(Some material)
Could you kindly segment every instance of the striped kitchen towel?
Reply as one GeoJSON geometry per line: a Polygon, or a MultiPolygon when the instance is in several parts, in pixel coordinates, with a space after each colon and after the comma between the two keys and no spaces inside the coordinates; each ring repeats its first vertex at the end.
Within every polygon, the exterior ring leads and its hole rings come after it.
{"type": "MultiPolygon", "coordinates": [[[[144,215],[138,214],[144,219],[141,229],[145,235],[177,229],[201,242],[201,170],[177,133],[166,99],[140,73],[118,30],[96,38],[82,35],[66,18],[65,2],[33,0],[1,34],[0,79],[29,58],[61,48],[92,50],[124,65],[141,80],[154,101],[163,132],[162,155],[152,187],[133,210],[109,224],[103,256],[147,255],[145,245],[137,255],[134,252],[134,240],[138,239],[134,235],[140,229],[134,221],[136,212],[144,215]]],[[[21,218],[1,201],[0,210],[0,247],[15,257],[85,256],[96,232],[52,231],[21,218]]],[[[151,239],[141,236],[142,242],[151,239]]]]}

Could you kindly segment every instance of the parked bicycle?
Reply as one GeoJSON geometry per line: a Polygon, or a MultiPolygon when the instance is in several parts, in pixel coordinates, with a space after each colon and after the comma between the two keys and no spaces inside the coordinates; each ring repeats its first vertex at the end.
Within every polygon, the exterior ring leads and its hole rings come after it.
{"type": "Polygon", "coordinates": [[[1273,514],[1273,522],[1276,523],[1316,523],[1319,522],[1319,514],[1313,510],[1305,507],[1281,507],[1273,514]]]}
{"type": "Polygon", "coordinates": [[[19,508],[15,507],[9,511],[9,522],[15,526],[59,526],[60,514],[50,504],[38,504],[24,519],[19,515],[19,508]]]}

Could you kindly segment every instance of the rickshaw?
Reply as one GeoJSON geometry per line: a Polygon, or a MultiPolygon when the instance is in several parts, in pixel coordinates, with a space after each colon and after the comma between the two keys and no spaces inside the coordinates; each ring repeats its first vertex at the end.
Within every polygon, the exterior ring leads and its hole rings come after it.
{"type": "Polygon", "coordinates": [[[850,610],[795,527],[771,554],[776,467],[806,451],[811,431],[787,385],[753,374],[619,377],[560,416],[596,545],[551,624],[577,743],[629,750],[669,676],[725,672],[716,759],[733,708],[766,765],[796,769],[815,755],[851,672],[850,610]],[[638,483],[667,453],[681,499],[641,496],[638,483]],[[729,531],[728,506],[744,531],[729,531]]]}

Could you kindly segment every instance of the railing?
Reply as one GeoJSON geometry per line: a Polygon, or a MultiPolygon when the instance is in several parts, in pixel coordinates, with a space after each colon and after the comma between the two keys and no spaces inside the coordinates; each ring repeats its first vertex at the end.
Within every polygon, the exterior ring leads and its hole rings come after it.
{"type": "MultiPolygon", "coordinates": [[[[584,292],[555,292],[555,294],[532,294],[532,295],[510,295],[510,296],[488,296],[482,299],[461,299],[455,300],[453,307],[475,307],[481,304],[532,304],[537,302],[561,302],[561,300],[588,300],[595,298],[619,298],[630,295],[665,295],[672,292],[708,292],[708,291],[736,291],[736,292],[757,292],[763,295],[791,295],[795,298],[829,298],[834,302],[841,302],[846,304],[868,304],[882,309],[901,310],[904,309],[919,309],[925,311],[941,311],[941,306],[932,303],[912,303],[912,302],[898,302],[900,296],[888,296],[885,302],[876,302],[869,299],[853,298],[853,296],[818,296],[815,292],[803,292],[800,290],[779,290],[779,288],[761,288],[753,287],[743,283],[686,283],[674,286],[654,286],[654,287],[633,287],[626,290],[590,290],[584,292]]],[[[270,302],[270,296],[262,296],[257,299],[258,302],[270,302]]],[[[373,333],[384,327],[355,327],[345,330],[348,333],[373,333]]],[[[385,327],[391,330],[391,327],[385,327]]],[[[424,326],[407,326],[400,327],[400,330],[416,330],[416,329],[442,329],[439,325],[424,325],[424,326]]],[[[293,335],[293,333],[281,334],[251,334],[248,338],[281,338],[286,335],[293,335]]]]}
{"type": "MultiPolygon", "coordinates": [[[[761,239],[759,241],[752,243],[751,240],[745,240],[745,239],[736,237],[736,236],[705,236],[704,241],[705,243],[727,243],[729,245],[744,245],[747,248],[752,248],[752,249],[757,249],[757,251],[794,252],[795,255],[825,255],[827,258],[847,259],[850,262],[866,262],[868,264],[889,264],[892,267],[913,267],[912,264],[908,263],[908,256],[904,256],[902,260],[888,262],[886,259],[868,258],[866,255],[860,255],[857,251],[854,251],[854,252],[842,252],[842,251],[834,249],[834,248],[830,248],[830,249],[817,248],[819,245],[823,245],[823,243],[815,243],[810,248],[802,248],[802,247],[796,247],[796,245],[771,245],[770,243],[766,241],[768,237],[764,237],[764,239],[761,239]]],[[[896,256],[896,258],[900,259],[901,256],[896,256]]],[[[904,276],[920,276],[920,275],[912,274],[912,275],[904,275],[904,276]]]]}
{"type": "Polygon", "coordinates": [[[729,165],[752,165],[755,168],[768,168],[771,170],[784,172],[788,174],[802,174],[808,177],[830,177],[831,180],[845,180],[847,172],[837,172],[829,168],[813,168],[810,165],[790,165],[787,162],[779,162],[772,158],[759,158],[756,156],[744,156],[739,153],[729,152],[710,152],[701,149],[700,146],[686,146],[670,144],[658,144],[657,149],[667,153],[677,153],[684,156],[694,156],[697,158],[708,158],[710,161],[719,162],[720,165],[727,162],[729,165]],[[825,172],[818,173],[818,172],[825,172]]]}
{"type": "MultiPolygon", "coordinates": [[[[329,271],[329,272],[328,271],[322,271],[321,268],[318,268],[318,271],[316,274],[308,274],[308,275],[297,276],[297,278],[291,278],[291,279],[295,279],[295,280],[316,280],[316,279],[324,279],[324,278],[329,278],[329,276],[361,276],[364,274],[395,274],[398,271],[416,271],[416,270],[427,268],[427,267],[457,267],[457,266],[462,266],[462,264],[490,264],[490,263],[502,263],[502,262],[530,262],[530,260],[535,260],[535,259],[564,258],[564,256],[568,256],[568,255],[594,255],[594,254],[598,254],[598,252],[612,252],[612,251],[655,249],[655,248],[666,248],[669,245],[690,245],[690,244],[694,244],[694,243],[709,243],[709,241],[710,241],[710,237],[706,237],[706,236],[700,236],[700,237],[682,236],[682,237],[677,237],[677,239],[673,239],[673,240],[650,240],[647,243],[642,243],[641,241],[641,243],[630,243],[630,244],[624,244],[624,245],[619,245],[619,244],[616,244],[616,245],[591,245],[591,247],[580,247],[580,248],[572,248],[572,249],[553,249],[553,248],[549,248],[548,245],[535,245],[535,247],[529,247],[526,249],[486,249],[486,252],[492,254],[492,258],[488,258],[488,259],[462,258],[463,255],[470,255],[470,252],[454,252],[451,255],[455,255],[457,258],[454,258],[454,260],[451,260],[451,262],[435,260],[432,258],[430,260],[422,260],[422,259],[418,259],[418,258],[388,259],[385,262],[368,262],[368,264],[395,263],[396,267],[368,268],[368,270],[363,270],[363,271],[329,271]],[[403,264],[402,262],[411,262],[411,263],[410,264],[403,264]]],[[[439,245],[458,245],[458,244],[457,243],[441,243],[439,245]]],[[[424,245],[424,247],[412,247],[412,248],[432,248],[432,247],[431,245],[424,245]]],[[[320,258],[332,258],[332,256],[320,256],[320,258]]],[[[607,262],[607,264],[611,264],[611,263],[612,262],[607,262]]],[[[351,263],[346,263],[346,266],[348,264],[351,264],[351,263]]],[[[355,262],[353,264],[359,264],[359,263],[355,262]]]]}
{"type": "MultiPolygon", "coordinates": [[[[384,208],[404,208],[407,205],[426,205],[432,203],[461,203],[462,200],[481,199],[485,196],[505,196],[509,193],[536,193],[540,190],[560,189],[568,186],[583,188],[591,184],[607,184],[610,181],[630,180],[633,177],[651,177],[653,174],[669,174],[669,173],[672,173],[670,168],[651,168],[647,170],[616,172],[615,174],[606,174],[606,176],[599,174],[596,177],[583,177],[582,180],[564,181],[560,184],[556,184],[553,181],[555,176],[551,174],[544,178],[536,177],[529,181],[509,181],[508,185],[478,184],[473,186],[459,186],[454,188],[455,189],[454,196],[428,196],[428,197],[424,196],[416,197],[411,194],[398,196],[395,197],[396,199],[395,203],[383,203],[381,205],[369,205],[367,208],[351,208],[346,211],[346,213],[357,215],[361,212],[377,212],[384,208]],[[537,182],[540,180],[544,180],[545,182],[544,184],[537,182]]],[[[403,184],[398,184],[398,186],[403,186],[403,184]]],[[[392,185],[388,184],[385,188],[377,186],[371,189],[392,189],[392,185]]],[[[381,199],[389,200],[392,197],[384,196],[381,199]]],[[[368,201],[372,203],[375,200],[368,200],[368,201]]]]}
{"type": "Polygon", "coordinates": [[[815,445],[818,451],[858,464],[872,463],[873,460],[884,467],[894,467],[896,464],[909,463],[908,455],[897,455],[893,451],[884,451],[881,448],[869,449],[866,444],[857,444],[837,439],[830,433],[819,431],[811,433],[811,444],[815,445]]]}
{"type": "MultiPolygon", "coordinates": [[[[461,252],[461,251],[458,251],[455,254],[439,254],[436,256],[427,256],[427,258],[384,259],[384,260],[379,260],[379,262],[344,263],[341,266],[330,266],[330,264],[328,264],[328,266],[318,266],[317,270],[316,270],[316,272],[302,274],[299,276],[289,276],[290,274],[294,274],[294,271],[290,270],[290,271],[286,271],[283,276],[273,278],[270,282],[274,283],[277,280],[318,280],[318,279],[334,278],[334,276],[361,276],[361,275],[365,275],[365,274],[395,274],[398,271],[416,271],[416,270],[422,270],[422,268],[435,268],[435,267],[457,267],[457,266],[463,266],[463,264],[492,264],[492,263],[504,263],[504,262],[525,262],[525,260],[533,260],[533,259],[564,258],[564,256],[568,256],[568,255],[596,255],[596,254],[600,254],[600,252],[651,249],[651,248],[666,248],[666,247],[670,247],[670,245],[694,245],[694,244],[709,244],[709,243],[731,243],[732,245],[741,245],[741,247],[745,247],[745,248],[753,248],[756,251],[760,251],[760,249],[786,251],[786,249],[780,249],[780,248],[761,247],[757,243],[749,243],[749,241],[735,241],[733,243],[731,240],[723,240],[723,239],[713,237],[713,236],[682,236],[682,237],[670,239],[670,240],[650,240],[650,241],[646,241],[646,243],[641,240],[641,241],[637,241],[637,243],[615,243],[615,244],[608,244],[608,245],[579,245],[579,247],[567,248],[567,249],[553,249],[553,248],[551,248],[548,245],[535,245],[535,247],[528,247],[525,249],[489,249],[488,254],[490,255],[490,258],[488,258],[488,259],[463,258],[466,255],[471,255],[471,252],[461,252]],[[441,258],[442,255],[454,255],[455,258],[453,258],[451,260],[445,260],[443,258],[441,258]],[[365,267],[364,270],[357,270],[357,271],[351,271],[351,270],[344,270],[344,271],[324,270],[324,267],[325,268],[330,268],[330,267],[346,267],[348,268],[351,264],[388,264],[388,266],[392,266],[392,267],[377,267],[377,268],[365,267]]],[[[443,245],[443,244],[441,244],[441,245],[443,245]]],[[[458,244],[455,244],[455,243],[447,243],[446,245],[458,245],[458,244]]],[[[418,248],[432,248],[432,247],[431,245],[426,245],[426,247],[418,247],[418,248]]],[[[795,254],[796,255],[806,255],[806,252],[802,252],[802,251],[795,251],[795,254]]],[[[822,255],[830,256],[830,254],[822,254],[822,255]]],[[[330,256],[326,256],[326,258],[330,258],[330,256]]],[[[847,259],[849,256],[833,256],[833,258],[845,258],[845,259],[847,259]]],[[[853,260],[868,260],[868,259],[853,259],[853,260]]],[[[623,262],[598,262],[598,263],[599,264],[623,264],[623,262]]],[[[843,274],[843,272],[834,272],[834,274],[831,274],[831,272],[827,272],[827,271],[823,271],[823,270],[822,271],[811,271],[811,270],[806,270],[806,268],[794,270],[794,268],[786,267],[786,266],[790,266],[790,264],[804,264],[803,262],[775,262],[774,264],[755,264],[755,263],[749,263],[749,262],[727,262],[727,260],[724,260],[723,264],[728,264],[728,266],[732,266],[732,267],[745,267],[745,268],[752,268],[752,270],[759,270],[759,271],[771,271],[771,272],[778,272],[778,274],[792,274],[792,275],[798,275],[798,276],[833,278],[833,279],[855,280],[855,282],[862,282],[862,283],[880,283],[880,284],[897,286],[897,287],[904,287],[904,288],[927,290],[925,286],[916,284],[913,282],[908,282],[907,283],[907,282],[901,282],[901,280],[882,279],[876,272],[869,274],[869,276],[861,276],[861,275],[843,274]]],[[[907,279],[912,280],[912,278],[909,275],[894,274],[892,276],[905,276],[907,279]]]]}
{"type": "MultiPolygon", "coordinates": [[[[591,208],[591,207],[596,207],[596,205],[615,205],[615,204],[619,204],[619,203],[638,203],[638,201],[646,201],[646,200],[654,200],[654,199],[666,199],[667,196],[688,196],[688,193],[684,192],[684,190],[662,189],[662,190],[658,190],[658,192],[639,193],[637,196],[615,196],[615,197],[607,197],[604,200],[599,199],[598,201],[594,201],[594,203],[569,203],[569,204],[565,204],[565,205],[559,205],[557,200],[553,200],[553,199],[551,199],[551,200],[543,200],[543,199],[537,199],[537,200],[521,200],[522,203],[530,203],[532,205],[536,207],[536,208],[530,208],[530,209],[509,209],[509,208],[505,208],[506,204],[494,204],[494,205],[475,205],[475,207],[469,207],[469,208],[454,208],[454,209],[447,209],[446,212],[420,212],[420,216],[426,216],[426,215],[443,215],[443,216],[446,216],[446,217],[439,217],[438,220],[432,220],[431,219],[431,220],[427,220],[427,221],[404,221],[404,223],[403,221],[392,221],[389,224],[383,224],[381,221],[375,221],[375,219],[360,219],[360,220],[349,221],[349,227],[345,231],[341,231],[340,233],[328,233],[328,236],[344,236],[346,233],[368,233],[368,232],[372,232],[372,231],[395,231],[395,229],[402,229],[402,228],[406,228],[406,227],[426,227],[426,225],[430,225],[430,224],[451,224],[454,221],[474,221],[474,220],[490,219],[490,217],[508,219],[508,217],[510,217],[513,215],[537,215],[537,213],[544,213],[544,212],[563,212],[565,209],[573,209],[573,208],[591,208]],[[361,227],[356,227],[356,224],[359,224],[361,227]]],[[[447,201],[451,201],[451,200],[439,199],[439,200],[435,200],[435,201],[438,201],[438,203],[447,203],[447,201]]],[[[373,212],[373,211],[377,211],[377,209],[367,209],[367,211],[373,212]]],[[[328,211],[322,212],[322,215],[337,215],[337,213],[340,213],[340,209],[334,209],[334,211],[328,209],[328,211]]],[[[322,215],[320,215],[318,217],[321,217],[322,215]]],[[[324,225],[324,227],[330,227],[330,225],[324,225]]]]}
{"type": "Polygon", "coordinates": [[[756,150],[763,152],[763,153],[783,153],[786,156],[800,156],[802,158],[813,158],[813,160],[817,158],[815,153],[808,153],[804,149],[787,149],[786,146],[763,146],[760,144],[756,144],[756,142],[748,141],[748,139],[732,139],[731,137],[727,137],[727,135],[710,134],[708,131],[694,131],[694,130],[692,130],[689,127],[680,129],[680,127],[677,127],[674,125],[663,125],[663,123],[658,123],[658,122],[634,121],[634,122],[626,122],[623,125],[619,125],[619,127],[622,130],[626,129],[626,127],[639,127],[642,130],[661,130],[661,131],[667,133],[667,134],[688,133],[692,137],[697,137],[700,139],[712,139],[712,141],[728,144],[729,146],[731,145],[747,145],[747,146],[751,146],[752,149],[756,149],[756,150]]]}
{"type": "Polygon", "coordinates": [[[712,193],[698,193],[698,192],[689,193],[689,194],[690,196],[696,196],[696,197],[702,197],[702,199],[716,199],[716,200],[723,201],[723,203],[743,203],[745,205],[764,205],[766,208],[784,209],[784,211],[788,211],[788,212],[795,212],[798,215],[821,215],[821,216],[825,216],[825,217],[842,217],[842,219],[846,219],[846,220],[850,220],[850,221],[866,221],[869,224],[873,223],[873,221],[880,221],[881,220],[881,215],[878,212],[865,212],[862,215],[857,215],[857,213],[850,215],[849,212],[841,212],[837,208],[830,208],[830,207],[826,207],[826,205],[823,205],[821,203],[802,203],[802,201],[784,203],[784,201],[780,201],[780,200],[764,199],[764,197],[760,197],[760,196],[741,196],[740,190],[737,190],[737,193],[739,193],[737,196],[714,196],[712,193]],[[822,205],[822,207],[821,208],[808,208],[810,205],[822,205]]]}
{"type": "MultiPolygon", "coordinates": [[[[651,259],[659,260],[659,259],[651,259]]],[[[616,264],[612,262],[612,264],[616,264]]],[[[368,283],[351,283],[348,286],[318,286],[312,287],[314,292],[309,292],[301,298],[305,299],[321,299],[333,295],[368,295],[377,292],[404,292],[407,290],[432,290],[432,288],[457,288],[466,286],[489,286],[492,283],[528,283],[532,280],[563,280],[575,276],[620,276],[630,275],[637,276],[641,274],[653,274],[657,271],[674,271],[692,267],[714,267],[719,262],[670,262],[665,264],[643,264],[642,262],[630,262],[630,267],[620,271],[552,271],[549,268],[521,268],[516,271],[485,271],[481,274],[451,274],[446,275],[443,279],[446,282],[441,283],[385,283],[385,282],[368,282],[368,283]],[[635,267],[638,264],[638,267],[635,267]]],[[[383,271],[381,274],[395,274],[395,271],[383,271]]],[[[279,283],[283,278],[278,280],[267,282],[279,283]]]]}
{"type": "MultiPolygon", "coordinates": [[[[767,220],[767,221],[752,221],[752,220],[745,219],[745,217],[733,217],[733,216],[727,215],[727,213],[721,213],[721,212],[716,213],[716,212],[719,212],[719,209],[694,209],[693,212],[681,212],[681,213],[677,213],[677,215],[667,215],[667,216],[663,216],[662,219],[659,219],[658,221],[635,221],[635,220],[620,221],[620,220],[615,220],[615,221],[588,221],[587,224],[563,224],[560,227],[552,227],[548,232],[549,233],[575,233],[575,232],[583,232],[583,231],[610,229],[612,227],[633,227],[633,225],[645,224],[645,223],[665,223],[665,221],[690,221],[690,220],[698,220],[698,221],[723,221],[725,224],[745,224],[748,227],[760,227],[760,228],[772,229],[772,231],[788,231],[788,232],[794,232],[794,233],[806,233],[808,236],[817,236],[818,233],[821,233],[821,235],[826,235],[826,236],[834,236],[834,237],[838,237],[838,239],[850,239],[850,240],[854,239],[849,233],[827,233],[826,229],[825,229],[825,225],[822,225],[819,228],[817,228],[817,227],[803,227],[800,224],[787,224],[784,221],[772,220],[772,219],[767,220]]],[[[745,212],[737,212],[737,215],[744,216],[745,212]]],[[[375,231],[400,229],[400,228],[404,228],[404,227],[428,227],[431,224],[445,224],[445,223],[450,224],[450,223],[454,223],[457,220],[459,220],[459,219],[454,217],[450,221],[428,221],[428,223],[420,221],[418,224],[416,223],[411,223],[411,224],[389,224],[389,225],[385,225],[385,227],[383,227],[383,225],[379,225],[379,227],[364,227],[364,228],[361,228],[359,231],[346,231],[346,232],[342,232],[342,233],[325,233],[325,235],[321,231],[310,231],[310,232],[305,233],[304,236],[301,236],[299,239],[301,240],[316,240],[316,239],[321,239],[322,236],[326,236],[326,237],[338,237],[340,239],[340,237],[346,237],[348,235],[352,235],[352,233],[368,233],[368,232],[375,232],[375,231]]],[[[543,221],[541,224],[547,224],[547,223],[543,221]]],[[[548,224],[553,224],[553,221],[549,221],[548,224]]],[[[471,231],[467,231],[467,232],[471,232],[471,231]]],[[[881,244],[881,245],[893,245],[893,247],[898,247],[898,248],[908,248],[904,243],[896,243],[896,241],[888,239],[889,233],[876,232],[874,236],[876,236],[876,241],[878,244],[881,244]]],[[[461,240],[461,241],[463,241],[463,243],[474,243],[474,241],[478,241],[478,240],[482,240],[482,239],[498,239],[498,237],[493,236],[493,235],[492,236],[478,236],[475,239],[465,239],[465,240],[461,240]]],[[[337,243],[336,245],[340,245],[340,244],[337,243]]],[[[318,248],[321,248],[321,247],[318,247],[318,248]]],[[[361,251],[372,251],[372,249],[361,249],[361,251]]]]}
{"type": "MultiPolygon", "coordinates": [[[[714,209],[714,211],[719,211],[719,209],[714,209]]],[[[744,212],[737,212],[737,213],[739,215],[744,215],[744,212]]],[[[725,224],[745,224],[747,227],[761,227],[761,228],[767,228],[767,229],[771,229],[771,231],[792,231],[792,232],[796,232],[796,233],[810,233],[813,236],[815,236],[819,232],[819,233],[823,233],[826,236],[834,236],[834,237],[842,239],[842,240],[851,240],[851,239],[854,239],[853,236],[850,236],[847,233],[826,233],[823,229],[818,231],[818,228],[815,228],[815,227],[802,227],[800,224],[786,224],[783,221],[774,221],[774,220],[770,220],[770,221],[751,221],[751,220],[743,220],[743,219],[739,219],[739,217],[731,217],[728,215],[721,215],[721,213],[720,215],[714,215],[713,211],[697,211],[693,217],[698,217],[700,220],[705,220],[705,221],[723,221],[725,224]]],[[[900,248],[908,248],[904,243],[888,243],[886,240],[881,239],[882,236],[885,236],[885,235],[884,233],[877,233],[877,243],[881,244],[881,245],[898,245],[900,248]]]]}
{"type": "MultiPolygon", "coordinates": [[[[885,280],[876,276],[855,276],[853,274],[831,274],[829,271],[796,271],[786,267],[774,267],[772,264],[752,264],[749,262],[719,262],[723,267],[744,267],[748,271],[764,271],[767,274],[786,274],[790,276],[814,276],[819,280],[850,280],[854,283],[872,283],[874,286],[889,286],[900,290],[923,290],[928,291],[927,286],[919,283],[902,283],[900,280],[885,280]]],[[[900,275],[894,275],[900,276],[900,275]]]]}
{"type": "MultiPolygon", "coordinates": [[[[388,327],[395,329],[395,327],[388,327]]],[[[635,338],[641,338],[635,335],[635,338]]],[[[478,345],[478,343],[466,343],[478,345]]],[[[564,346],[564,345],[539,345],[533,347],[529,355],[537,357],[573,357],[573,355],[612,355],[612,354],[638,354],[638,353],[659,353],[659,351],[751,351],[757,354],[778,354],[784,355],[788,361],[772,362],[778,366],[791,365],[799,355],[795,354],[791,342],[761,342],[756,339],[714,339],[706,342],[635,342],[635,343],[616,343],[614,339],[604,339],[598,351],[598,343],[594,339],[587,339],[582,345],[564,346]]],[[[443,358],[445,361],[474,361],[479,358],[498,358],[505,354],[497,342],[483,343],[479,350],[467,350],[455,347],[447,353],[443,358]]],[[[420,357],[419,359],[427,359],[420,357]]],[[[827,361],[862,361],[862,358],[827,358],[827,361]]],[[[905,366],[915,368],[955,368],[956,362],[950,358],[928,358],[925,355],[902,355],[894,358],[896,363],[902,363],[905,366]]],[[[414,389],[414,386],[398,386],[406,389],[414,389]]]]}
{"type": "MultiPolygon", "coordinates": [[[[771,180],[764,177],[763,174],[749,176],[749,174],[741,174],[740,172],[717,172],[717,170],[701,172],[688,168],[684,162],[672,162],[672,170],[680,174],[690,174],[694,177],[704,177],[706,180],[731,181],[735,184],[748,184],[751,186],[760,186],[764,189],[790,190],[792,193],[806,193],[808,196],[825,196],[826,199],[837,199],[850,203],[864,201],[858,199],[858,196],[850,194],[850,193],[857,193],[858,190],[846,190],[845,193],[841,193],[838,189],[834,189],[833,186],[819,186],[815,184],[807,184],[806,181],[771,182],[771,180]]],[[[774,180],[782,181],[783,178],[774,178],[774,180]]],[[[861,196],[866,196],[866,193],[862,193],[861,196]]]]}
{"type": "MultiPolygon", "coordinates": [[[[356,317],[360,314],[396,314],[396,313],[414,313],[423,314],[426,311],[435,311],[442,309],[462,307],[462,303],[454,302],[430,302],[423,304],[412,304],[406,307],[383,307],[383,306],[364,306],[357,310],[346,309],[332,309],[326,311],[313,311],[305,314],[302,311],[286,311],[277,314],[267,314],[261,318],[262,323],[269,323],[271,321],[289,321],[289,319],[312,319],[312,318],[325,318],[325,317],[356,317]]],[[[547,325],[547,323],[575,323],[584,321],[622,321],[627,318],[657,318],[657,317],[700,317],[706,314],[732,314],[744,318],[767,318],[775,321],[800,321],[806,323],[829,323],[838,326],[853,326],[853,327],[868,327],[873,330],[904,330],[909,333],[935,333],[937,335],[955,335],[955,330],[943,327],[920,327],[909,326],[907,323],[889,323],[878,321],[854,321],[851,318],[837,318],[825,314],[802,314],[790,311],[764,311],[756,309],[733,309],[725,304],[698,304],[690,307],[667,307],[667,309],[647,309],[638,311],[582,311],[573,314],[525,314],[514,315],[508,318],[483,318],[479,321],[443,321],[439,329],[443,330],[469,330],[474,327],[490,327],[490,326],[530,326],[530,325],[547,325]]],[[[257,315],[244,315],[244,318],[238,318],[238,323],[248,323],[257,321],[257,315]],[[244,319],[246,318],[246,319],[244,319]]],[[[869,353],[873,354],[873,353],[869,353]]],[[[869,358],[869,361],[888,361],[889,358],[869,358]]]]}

→ Aim of the exercise: List each line in the material above that contains the word "Could".

→ Response:
Could you kindly segment every instance of the striped kitchen towel?
Could you kindly segment every instance of the parked bicycle?
Could you kindly segment every instance of the rickshaw?
Could you kindly segment every instance of the railing?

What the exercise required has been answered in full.